Turmoil In The Valley

by May 16, 2019 0 comments

The summer has just begun and divisive forces will make every effort to bring the Valley to the boil. Our forces will have to remain not only vigilant but on high alert

Every summer, which coincides with the ‘Durbar’ move, it almost becomes a routine affair for elements inimical to the return of normalcy and peace in Kashmir to set the Valley on fire. Continued conflicts and the disturbed law and order situation suit vested interests for whom militancy has become a necessity so that they can enjoy power as well as extract financial benefits, status and perks from emerging situations. Excuse or “trigger”, as referred in the parlance of security forces, is what allows them to set the Valley in turmoil and, thus, gives them a green signal for the commencement of hartal/bandh politics, intifada-style agitations, anti-India sloganeering and separatist politics.

The media, too, gets attracted and Kashmir hogs the limelight as prime-time debates are held over this issue. Not sensitive to the adverse effect such portrayal of Kashmir can have on the livelihood of the locals — who eagerly wait for the onset of this season to make good as this is a favourable tourist season — the fourth estate, too, willy-nilly contributes to the deepening of resentment in the Valley. The entire ecosystem gets affected with a few benefitting out of this situation even as a vast majority of the people suffer silently.

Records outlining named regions
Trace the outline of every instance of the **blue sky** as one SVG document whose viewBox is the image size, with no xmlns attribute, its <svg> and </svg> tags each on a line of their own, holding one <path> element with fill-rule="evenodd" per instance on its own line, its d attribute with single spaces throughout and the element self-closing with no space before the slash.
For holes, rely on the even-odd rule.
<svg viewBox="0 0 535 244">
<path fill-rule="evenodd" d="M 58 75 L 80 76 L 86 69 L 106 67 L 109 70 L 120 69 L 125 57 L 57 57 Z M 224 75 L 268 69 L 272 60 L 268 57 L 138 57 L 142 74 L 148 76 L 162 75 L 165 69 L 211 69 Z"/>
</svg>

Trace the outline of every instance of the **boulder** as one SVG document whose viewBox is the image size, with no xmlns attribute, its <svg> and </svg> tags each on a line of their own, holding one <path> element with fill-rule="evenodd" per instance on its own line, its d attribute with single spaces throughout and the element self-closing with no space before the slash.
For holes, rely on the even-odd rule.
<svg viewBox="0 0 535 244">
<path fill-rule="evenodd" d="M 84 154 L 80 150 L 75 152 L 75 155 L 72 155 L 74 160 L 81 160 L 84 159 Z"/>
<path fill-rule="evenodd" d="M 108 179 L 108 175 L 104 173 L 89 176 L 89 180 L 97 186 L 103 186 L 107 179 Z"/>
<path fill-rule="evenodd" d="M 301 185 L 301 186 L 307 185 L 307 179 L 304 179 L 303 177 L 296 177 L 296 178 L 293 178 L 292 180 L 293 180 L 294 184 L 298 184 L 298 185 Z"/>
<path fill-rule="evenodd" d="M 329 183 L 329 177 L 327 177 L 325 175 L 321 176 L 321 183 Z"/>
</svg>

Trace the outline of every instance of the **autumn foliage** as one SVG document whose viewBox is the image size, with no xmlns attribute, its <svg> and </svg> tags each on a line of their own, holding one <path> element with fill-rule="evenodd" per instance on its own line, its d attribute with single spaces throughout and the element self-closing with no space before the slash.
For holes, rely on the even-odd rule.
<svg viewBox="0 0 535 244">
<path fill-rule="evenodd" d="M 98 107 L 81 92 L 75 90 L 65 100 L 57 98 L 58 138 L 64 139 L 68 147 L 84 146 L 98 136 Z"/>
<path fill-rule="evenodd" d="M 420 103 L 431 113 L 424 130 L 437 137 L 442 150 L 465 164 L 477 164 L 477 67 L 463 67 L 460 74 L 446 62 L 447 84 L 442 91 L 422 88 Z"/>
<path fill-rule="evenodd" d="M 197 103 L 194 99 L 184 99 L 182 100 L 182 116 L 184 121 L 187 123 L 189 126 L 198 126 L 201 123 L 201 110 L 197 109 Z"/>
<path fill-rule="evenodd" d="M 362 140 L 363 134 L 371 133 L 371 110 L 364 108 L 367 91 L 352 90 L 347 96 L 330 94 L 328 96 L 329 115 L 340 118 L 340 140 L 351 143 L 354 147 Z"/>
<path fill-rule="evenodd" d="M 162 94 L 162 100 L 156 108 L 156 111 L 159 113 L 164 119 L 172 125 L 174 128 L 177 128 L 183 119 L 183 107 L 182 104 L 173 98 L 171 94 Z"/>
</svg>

Your goal:
Copy the Valley turmoil piece above word for word, starting with "The summer has" and going on through "and separatist politics.".

Task result:
The summer has just begun and divisive forces will make every effort to bring the Valley to the boil. Our forces will have to remain not only vigilant but on high alert

Every summer, which coincides with the ‘Durbar’ move, it almost becomes a routine affair for elements inimical to the return of normalcy and peace in Kashmir to set the Valley on fire. Continued conflicts and the disturbed law and order situation suit vested interests for whom militancy has become a necessity so that they can enjoy power as well as extract financial benefits, status and perks from emerging situations. Excuse or “trigger”, as referred in the parlance of security forces, is what allows them to set the Valley in turmoil and, thus, gives them a green signal for the commencement of hartal/bandh politics, intifada-style agitations, anti-India sloganeering and separatist politics.